#### [Written task]
Copy the items word for word, starting at the line that contains "Find the brown" and ending at the line that contains "[[[464,309],[467,246],[391,189],[311,206],[0,210],[0,309]]]", both included.

____________

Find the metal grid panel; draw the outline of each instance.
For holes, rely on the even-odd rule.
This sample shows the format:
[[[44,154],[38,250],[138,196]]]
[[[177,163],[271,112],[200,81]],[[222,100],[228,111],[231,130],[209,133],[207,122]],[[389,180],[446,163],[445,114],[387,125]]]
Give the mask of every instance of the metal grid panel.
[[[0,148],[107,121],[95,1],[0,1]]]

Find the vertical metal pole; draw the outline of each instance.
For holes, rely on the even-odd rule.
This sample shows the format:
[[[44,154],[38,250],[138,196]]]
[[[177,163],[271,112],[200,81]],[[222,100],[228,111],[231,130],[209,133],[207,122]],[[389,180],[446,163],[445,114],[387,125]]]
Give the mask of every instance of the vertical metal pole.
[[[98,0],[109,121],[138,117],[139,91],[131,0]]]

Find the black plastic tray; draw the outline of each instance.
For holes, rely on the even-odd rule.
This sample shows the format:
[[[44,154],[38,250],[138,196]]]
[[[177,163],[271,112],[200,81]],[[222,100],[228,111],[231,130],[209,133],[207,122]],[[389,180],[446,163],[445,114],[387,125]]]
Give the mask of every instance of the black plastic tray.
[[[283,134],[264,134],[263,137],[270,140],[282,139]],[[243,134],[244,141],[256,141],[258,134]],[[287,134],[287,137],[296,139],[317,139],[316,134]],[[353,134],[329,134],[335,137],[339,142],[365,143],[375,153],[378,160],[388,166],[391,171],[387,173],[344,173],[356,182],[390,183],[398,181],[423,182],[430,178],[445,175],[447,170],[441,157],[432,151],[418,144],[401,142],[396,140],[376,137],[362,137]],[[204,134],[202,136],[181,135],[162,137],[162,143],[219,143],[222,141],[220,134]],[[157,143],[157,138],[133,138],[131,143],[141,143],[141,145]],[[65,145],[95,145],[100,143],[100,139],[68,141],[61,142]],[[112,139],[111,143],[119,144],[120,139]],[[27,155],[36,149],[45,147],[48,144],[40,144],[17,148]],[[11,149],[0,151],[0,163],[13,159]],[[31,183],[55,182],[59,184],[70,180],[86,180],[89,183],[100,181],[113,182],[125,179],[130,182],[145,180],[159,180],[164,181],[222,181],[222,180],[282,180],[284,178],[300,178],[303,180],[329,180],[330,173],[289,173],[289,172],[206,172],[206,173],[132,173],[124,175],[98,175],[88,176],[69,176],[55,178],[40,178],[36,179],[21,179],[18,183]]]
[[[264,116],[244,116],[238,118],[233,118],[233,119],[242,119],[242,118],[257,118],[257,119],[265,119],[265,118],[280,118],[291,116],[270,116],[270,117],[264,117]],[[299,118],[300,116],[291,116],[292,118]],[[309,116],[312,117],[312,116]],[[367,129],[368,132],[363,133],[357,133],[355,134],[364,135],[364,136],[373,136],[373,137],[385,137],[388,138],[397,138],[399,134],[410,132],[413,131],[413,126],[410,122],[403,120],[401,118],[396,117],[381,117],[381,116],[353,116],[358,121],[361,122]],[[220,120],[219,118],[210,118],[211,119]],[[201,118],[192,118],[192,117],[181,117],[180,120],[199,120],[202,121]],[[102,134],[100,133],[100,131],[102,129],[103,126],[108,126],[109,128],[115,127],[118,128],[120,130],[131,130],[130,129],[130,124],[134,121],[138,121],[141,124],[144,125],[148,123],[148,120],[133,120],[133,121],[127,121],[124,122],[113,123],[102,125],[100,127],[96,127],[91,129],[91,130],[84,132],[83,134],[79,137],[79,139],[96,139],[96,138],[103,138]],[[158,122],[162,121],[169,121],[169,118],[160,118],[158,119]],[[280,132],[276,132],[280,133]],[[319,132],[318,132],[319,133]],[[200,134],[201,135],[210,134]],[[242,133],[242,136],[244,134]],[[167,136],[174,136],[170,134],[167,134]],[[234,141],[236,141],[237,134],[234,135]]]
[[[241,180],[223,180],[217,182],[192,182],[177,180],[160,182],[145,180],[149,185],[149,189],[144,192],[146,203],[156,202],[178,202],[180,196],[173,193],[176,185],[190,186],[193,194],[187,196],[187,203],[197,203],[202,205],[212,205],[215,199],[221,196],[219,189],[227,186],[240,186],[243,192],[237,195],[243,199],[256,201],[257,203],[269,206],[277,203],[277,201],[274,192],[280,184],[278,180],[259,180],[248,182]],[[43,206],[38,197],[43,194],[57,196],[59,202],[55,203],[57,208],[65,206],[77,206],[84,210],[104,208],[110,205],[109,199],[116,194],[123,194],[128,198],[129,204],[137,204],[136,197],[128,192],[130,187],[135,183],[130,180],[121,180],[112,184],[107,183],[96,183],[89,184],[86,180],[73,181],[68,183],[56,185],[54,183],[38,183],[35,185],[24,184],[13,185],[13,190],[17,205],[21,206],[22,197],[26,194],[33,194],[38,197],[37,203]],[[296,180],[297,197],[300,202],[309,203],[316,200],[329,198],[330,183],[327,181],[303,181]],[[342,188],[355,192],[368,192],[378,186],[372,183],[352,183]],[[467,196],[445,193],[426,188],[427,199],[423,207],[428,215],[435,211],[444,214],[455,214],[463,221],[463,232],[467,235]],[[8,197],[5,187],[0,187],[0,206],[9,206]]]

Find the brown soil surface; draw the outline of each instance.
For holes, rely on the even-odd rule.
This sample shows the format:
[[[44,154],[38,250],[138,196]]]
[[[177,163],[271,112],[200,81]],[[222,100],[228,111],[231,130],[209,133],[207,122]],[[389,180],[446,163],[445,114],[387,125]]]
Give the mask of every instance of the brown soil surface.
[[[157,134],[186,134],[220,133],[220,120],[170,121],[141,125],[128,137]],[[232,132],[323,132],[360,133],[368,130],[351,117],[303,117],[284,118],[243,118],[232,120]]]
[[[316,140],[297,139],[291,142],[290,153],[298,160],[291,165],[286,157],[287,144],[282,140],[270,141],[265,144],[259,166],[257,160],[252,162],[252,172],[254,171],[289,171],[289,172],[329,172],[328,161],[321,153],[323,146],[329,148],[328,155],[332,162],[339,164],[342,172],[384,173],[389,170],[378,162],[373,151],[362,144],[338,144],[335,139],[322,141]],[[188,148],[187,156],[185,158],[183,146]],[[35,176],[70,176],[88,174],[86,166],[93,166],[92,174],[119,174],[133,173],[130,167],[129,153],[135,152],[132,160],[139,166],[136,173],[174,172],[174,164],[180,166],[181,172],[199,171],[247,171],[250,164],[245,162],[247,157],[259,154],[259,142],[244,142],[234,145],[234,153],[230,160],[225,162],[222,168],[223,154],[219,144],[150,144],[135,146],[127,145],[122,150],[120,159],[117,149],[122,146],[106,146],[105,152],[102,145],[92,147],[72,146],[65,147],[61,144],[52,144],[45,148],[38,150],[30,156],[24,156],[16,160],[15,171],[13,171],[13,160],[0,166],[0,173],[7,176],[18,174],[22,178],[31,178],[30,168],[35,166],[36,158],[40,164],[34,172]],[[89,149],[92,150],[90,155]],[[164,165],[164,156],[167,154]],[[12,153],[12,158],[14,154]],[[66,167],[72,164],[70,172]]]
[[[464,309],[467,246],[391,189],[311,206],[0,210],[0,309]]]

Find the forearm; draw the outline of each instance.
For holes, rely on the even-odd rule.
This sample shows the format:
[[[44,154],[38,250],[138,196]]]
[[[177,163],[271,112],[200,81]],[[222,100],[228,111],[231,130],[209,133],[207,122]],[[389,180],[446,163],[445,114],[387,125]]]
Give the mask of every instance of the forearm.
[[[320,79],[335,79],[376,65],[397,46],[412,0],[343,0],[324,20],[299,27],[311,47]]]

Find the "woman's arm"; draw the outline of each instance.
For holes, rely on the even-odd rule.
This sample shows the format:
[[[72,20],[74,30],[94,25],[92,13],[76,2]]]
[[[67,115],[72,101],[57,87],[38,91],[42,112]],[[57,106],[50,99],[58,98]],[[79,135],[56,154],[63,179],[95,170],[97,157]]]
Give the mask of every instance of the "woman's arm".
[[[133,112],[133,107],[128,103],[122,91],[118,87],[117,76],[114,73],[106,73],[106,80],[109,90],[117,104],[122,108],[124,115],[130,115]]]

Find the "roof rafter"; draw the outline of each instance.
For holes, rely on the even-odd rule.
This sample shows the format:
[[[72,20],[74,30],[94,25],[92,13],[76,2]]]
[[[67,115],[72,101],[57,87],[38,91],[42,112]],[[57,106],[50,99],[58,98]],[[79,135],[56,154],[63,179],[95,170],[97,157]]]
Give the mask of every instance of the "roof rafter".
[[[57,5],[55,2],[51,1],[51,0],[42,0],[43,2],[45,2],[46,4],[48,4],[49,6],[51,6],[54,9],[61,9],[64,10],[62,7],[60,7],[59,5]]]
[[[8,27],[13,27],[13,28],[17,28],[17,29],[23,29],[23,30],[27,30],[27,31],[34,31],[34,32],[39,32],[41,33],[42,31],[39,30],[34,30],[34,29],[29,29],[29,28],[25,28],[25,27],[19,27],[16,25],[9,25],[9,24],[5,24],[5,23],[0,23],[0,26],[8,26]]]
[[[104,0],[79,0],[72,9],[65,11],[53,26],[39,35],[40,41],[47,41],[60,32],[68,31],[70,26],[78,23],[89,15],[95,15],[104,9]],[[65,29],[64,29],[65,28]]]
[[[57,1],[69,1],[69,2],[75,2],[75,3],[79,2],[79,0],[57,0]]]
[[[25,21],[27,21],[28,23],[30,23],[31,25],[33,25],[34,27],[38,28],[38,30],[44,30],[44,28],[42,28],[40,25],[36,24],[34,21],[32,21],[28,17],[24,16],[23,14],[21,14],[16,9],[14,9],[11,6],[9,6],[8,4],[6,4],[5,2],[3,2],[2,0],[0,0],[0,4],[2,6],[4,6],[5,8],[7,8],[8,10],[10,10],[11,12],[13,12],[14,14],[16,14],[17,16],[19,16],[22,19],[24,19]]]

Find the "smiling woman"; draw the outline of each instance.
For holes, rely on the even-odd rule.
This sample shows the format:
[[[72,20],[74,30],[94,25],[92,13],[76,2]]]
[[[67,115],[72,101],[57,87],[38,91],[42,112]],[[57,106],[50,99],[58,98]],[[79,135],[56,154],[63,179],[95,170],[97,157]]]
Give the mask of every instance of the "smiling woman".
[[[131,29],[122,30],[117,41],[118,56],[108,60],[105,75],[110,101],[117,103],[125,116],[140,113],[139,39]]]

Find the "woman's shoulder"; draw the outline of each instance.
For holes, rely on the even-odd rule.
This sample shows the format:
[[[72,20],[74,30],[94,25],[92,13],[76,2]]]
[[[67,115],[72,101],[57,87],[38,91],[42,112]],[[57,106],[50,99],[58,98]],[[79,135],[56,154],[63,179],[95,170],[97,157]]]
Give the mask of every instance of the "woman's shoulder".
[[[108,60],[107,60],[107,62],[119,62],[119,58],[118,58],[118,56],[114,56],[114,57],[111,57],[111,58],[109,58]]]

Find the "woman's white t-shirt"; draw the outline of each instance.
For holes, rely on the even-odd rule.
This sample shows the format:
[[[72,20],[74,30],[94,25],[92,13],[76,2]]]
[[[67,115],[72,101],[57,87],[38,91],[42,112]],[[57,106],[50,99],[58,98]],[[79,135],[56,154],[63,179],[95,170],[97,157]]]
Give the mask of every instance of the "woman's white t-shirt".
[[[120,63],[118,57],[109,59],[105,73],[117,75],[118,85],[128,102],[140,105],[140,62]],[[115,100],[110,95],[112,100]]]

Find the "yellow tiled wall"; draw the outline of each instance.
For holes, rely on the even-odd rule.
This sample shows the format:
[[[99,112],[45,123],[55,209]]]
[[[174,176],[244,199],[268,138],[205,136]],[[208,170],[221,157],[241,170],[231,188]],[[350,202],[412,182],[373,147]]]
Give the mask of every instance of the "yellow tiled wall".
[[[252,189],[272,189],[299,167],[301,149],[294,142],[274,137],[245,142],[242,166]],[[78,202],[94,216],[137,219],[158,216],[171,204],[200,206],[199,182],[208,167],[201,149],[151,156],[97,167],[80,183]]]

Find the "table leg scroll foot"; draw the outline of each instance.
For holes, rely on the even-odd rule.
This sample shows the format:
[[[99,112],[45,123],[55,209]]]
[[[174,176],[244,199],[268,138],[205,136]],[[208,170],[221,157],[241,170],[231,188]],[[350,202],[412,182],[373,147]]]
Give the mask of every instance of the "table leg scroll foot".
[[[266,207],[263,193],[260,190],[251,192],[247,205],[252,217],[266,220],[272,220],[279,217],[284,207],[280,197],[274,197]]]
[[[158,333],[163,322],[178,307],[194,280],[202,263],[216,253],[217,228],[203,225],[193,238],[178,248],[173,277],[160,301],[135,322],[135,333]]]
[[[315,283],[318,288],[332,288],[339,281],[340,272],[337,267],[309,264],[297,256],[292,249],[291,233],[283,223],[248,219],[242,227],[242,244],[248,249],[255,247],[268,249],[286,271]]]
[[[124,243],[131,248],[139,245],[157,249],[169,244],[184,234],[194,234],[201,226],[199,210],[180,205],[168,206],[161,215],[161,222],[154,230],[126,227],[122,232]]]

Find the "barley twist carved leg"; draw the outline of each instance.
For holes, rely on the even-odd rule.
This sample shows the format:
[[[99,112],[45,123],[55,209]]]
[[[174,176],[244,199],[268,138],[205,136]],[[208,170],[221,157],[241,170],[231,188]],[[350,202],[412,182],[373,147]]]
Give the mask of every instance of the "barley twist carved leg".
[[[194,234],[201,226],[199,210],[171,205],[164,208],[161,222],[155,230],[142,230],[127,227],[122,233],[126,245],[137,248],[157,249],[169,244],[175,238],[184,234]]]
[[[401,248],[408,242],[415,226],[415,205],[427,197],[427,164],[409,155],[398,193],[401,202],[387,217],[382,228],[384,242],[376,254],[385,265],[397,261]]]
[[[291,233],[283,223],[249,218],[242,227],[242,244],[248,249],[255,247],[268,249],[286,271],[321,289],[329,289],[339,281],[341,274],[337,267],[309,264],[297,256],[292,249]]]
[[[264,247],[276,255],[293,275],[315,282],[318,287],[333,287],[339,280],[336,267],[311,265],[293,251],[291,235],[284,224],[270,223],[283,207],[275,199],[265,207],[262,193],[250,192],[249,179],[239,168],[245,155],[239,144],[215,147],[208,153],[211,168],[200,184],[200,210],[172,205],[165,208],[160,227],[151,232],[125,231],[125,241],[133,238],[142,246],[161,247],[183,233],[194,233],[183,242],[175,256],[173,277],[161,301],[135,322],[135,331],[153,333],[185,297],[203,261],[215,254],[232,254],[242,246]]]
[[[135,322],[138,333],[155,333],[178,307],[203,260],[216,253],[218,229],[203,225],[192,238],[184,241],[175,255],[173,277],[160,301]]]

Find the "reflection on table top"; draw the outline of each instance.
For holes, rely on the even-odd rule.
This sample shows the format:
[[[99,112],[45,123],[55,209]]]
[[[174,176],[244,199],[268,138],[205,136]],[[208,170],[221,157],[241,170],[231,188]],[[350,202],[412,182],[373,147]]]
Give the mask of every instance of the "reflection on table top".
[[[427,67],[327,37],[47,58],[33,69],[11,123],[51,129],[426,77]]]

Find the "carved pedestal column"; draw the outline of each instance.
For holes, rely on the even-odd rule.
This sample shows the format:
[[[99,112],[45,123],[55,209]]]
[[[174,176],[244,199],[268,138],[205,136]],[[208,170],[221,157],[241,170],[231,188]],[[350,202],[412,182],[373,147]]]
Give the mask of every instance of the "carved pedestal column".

____________

#### [Solution below]
Find the brown soil surface; draw the outline of each instance.
For holes, rely on the even-odd rule.
This sample shows the format:
[[[44,154],[38,250],[138,196]]]
[[[177,163],[271,112],[200,81]],[[222,100],[228,111],[231,130],[209,133],[207,122]],[[389,180],[446,163],[445,114],[387,125]]]
Give the mask of every instance of the brown soil surface.
[[[157,134],[186,134],[220,133],[220,120],[170,121],[141,125],[128,137]],[[232,132],[323,132],[360,133],[368,130],[351,117],[303,117],[284,118],[243,118],[232,120]]]
[[[316,140],[297,139],[291,142],[290,153],[298,160],[291,165],[286,157],[287,144],[282,140],[270,141],[265,144],[259,166],[257,160],[252,162],[252,172],[254,171],[289,171],[289,172],[329,172],[328,161],[321,153],[323,146],[329,148],[328,155],[332,162],[339,164],[342,172],[384,173],[389,170],[378,162],[373,151],[362,144],[338,144],[335,139],[322,141]],[[188,148],[187,156],[185,158],[183,146]],[[35,176],[70,176],[88,174],[86,166],[93,166],[92,174],[119,174],[133,173],[130,167],[129,153],[135,152],[132,160],[139,166],[136,173],[174,172],[174,164],[180,166],[181,172],[199,171],[247,171],[250,164],[245,162],[247,157],[259,154],[259,142],[244,142],[234,145],[234,153],[230,160],[225,162],[222,168],[223,154],[219,144],[150,144],[135,146],[127,145],[122,150],[120,159],[117,149],[122,146],[106,146],[105,152],[102,145],[92,147],[72,146],[65,147],[61,144],[52,144],[45,148],[38,150],[30,156],[24,156],[16,160],[15,171],[13,171],[13,160],[0,166],[0,173],[7,176],[18,174],[22,178],[31,178],[30,168],[35,166],[36,158],[40,164],[34,172]],[[89,149],[92,150],[90,155]],[[164,165],[164,156],[167,154]],[[12,153],[12,158],[14,154]],[[66,167],[72,164],[70,172]]]
[[[464,309],[467,246],[391,189],[311,206],[0,210],[0,309]]]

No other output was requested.